**Work instructions**
1) In the blog post about hating air travel, what does the writer name as the second reason?
2) In the blog post about hating air travel, reproduce word for word the part that opens with the words containing "Number one is" and closes with "okay for airlines.".
3) Write the next part of the blog post about hating air travel, picking up after its final sentence.

**Reading text**
%%
Wednesday, June 20, 2007

I want my own damn jet.

There was a time when I enjoyed flying.

That time, however, is long past, and I now absolutely hate it, for a number of reasons.

Number one is the pain. Too many past incidents of back injury have left me uncomfortable with staying in one position for hours at a time. A cross-country trip in an airplane is agonizing. The seats are not comfortable; the fronts are too high for my short legs, and the width of the seat is too small. Hunching my shoulders in and having the circulation cut off in my legs results in a lot of pain.

Number two, the crowding. Obese America loves to be seated next to me and overflow their armrests into my personal space. We decry slaver ships where people were packed into holds, made to be still, with no room to move -- but it's okay for airlines.

The third reason would be airline assholes. They are the ones who overbook flights, treat passengers like they are an unwelcome commodity, and beat up customers' luggage. (And let's not forget the ones who open luggage and steal shit).
%%
**Data extracts**
%%
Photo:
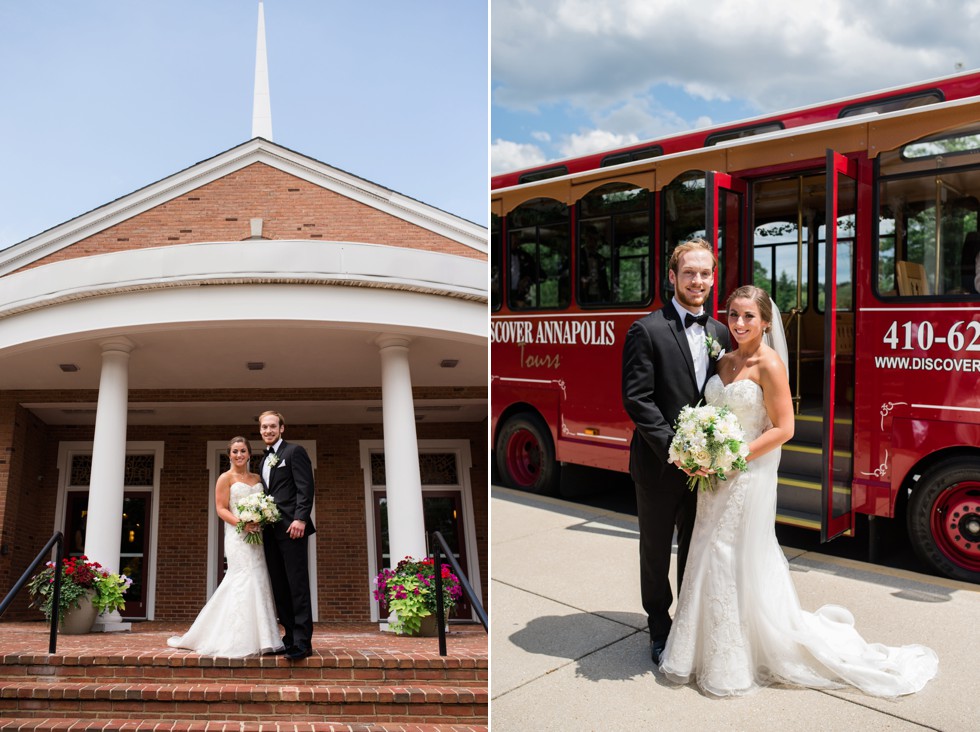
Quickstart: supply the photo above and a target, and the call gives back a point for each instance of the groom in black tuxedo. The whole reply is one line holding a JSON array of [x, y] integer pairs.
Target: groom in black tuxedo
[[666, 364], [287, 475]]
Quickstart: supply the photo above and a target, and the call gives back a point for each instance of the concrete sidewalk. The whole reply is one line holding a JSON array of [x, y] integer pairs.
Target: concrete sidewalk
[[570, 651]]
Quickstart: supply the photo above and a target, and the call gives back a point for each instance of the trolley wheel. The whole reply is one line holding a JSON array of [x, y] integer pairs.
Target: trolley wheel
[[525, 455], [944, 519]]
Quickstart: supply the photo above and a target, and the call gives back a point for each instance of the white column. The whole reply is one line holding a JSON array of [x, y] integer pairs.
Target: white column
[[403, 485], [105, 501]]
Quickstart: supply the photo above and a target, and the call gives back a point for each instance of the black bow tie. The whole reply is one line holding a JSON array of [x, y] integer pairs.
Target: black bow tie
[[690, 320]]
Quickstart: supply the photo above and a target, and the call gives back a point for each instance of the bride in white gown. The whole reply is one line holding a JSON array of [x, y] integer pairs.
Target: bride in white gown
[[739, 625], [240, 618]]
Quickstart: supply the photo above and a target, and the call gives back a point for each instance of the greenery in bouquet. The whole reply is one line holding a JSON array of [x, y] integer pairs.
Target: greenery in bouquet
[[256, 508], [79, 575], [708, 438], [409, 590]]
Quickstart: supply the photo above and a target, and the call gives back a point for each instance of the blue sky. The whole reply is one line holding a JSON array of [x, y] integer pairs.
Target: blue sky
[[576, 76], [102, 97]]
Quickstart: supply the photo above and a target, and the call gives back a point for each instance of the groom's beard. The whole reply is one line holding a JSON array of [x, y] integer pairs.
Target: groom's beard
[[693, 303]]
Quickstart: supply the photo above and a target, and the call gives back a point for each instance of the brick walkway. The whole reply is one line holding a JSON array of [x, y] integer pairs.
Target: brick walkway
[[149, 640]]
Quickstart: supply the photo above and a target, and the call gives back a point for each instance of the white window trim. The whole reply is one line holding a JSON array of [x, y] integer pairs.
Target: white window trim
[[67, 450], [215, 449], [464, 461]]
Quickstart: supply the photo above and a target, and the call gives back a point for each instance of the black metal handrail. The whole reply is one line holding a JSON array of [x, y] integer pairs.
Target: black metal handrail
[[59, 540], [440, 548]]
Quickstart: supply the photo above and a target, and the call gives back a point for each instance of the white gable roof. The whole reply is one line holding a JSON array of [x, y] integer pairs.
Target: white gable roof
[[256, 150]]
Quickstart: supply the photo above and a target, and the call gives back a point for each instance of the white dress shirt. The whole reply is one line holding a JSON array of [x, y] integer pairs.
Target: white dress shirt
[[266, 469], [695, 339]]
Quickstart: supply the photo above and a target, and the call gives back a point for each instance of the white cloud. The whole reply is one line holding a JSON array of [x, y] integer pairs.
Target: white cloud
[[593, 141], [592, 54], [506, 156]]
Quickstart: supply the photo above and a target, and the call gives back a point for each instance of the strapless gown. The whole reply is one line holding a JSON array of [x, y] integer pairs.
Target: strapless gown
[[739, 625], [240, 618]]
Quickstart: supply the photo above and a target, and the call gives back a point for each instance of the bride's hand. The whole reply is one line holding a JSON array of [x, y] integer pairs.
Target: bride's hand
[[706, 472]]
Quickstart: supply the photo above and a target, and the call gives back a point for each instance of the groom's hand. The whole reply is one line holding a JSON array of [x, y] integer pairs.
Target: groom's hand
%%
**Exercise answers**
1) The second reason is the crowding.

2)
Number one is the pain. Too many past incidents of back injury have left me uncomfortable with staying in one position for hours at a time. A cross-country trip in an airplane is agonizing. The seats are not comfortable; the fronts are too high for my short legs, and the width of the seat is too small. Hunching my shoulders in and having the circulation cut off in my legs results in a lot of pain.

Number two, the crowding. Obese America loves to be seated next to me and overflow their armrests into my personal space. We decry slaver ships where people were packed into holds, made to be still, with no room to move -- but it's okay for airlines.

3)
Fourth, passenger assholes. People with five carry-ons that push the limits of size restrictions, people who wear enough cologne or perfume to kill half the other passengers, people that decide to make the ticket counter a war zone (when they're only going to lose anyway), and people who can't respect personal space and keep bumping into me. Bumping into me is gross, and makes me very, very irritable. Too bad my mother ingrained in me at an early age that it is not acceptable to say, "Quit bumping into me, you fucking asshole pervert."

Reason number five: the uncertainty. Buy tickets, maybe you will have a seat. Have a connecting flight? Maybe you will have enough time to get from one arriving gate to the next departing gate. (I can't remember how many times I've had to sprint through O'Hare in Chicago to make sure I got on the plane that was to take me home.) Maybe you will have enough room for your carry-on, maybe you will get through the flight without catching some sick traveler's disease, maybe the person in the seat next to you won't be a nightmare.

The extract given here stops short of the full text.